BEGIN DATA TO USE

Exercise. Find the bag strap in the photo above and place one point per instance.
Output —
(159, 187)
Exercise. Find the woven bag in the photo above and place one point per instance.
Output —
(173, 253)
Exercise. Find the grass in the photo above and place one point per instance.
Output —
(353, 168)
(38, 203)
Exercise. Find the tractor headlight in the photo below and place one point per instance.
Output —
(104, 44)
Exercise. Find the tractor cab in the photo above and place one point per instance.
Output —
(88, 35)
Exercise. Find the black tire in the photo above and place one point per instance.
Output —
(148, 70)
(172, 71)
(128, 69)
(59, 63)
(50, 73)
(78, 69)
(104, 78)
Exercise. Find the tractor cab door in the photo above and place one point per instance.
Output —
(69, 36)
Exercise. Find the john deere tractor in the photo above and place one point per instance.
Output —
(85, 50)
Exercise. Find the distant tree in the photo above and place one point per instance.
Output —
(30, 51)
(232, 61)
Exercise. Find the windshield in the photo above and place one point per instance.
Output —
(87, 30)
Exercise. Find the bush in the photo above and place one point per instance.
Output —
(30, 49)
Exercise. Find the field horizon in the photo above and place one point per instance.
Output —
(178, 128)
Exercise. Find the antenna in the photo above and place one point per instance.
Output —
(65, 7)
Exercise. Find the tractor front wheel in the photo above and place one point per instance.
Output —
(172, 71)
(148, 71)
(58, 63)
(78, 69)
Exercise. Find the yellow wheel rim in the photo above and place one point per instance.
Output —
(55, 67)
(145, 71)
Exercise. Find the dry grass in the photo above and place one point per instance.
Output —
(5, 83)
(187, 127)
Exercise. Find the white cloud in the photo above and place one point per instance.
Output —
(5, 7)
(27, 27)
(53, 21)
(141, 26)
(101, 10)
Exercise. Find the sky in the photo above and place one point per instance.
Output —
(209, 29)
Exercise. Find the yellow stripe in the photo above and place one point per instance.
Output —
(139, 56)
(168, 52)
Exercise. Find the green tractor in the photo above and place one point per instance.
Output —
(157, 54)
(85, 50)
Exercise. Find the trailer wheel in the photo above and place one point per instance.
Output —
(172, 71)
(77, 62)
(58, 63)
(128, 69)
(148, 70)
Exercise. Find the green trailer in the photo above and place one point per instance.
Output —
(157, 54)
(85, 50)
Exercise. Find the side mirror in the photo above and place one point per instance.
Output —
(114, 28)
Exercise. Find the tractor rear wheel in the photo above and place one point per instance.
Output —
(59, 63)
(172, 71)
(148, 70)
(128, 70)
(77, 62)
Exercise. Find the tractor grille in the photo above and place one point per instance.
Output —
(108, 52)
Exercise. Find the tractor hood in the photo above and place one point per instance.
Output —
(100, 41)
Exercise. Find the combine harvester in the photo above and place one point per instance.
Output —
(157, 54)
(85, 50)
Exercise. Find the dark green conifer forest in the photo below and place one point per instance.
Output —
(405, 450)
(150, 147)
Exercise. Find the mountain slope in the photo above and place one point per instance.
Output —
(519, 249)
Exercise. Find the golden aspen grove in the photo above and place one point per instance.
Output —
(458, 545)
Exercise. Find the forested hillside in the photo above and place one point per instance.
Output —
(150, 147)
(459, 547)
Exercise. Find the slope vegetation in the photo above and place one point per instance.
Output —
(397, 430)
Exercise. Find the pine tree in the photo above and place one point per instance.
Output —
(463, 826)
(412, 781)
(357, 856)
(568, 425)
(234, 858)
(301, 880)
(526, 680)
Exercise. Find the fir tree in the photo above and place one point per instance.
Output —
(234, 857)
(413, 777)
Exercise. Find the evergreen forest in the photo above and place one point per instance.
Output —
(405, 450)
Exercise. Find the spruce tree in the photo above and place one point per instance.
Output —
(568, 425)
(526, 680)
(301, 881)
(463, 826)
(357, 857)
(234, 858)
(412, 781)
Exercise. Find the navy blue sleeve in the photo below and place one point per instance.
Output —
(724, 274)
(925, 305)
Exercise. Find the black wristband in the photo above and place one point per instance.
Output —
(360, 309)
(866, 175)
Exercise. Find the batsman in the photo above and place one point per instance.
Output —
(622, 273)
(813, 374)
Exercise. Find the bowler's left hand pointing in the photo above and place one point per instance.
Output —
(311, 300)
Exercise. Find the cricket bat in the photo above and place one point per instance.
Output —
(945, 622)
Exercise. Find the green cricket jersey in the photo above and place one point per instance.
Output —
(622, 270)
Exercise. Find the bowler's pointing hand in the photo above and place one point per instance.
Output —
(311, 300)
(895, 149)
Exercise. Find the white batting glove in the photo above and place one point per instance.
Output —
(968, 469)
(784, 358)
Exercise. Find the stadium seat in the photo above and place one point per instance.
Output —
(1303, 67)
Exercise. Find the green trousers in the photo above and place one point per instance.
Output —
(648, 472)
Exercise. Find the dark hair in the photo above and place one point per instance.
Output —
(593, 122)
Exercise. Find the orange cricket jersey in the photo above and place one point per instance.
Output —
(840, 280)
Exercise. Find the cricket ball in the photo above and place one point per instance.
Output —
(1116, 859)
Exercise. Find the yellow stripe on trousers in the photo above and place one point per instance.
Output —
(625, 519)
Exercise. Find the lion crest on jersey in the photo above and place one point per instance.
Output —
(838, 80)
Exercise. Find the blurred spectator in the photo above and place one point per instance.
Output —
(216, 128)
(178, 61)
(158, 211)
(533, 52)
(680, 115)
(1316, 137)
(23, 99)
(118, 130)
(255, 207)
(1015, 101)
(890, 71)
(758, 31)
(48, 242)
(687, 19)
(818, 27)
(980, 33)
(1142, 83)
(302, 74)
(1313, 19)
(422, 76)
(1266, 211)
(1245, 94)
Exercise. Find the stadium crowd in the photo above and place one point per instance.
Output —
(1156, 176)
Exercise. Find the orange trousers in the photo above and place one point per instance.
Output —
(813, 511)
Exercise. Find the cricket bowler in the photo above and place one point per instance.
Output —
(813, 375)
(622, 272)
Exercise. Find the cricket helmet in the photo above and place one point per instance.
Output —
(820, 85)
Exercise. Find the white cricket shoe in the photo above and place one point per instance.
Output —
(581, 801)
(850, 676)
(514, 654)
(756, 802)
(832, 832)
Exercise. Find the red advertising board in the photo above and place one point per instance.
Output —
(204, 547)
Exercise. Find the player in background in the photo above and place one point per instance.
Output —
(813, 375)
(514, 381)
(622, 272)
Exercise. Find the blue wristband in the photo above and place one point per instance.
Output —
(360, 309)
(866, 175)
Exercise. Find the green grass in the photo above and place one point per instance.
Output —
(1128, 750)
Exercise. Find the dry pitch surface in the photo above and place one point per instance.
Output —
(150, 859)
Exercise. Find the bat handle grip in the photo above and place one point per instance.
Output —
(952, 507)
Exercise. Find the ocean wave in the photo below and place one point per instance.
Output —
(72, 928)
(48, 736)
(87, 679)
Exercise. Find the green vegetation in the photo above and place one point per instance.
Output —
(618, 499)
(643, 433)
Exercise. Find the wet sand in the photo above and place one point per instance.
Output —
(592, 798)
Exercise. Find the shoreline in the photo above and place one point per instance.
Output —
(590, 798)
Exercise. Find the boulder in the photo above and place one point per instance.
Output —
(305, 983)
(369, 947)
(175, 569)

END DATA TO USE

## EXERCISE BRIEF
Copy every line above without changes.

## EXERCISE OUTPUT
Exercise. Find the bag strap in the photo above and place one point per instance.
Output —
(159, 187)
Exercise. Find the woven bag in the photo above and place one point per instance.
Output —
(173, 253)
Exercise. Find the grass in the photo above and place one point per instance.
Output —
(353, 168)
(38, 203)
Exercise. Find the tractor headlight in the photo below and place one point per instance.
Output —
(104, 44)
Exercise. Find the tractor cab in the photo above and place one point per instance.
Output —
(88, 35)
Exercise. Find the black tire in the photo above and place one point per instance.
Output —
(148, 70)
(172, 71)
(128, 69)
(59, 63)
(50, 73)
(78, 69)
(104, 78)
Exercise. Find the tractor cab door in the photo above and place one point per instance.
Output —
(69, 36)
Exercise. Find the john deere tractor in the photo above and place one point per instance.
Output —
(85, 50)
Exercise. Find the distant tree in the photo above and place one point per instance.
Output —
(30, 51)
(232, 61)
Exercise. Find the windshield in the photo above and place one point per instance.
Output —
(87, 30)
Exercise. Find the bush in the photo above and place one point per instance.
Output —
(30, 49)
Exercise. Find the field horizon in the photo above and place one point per instance.
Output —
(178, 128)
Exercise. Find the antenna in the photo above and place one point per instance.
Output —
(65, 7)
Exercise. Find the tractor front wheel in the photo above and place one point per instance.
Output —
(172, 71)
(148, 71)
(58, 63)
(78, 69)
Exercise. Find the yellow wheel rim in the photo above and place one point per instance.
Output —
(55, 67)
(145, 71)
Exercise. Find the dry grass in the photo above and place one point per instance.
Output —
(5, 83)
(187, 127)
Exercise. Find the white cloud in the photo above and place one point per instance.
Output —
(5, 7)
(27, 27)
(53, 21)
(141, 26)
(101, 10)
Exercise. Find the sky in the photo above and place one point per instance.
Output —
(209, 29)
Exercise. Find the yellow stripe in the photo above and place one point per instance.
Output —
(139, 56)
(168, 52)
Exercise. Find the green tractor in the photo above and place one point per instance.
Output —
(157, 54)
(85, 50)
Exercise. Find the trailer wheel in the photo above and place one point per instance.
Output —
(172, 71)
(77, 62)
(58, 63)
(128, 69)
(148, 70)
Exercise. Find the green trailer in the photo above and place one point per instance.
Output —
(157, 54)
(85, 50)
Exercise. Find the side mirror in the photo above and place one point per instance.
Output —
(114, 28)
Exercise. Find the tractor rear wheel in the photo above and place one point per instance.
Output —
(59, 63)
(172, 71)
(148, 70)
(128, 70)
(77, 62)
Exercise. Find the tractor grille in the photo above and place one point per instance.
Output —
(108, 52)
Exercise. Find the tractor hood in the photo above and place one point per instance.
Output —
(100, 41)
Exercise. Find the combine harvester in the photo above and place one point per instance.
Output —
(157, 54)
(85, 50)
Exercise. Find the dark green conifer forest in the photo below and place one point per instance.
Output —
(405, 450)
(150, 147)
Exercise. Find the mountain slope in the photo above and place one point per instance.
Output —
(519, 249)
Exercise. Find the golden aspen grove in the photo above and place one point per instance.
Output —
(458, 545)
Exercise. Find the forested hillside in the photo above and place one point per instance.
Output —
(150, 147)
(459, 547)
Exercise. Find the slope vegetation in the photo above and place one point per instance.
Output —
(397, 430)
Exercise. Find the pine tree in the photo above and place one point per instance.
Output —
(463, 826)
(412, 781)
(357, 856)
(568, 425)
(234, 858)
(301, 880)
(526, 680)
Exercise. Find the fir tree in the photo above and place one point per instance.
Output —
(234, 857)
(413, 777)
Exercise. Find the evergreen forest in the photo above and place one point per instance.
Output —
(405, 450)
Exercise. Find the spruce tree in the photo above and place one point per instance.
Output —
(568, 425)
(526, 680)
(301, 881)
(463, 826)
(357, 857)
(234, 858)
(412, 781)
Exercise. Find the navy blue sleeve in the photo below and place one point per instance.
Output —
(724, 274)
(925, 305)
Exercise. Find the black wristband in the photo above and place one point per instance.
Output —
(360, 309)
(866, 175)
Exercise. Find the batsman in the photo above and place one point per instance.
Output —
(622, 273)
(813, 374)
Exercise. Find the bowler's left hand pointing in the photo above and place one point per instance.
Output —
(311, 300)
Exercise. Find the cricket bat in the photo above and place one point per instance.
Output —
(945, 622)
Exercise. Find the green cricket jersey in the photo above and place one point per instance.
Output —
(622, 270)
Exercise. Find the bowler's pointing hand in the photo above and place one point per instance.
Output —
(311, 300)
(895, 149)
Exercise. Find the white batting glove in the photo above and place one point per instance.
Output —
(968, 469)
(784, 358)
Exercise. Find the stadium seat in the photo above and place one point per instance.
Output —
(1303, 67)
Exercise. Find the green trousers in the photo above and place one point per instance.
Output —
(648, 472)
Exercise. Find the dark hair in the photo above and place one point per instance.
Output —
(593, 122)
Exercise. Find the orange cricket jersey in the photo above and place one point per instance.
Output —
(840, 280)
Exercise. Find the cricket ball in the photo above and place one point per instance.
Output —
(1116, 859)
Exercise. Find the yellow stripe on trousers in the photo above and place one point per instance.
Output —
(625, 519)
Exercise. Find the lion crest on jersey in the photo above and place one point per instance.
Output —
(838, 80)
Exercise. Find the blurred spectator in the photo above and place one point per instance.
Output —
(216, 128)
(178, 61)
(158, 211)
(533, 52)
(680, 115)
(1316, 137)
(23, 99)
(118, 130)
(255, 207)
(1015, 101)
(890, 71)
(758, 31)
(48, 242)
(687, 19)
(818, 27)
(980, 33)
(1142, 83)
(302, 74)
(1313, 19)
(422, 76)
(1266, 211)
(1245, 94)
Exercise. Find the stadium crowd in the photo above and place one point per instance.
Output —
(1156, 176)
Exercise. Find the orange trousers in the photo above and place one point per instance.
Output —
(813, 511)
Exercise. Find the cricket bowler in the photo above and place one point per instance.
Output —
(813, 375)
(622, 272)
Exercise. Find the cricket helmet in the photo above and place one point per instance.
Output —
(820, 85)
Exercise. Find the white cricket shoe in the photo above and place one point per instance.
Output —
(581, 801)
(850, 676)
(514, 654)
(756, 802)
(832, 832)
Exercise. Find the red advertising board in the photo above and place one point per instance.
Output —
(204, 547)
Exercise. Find the player in background in the photo above and place one point per instance.
Output —
(813, 375)
(514, 381)
(622, 272)
Exercise. Find the blue wristband in the photo above and place one point per instance.
Output —
(360, 309)
(866, 175)
Exercise. Find the green grass in the photo above and place one point per instance.
Output —
(1128, 750)
Exercise. Find the dry pitch surface in the photo above and place one point per instance.
Output —
(150, 859)
Exercise. Find the bat handle grip in the photo above and place one point per instance.
Output —
(952, 507)
Exercise. Find the ocean wave in the photo below and place one point per instance.
Output —
(72, 928)
(48, 736)
(87, 679)
Exercise. Find the green vegetation in the photo above and place one point per instance.
Output —
(618, 499)
(643, 433)
Exercise. Find the wet sand in the photo above and place one point per instance.
Output —
(592, 798)
Exercise. Find the shoreline in the photo above and place one point per instance.
Output —
(590, 798)
Exercise. Find the boulder in the photo above and place one point per instance.
Output —
(305, 983)
(369, 947)
(175, 569)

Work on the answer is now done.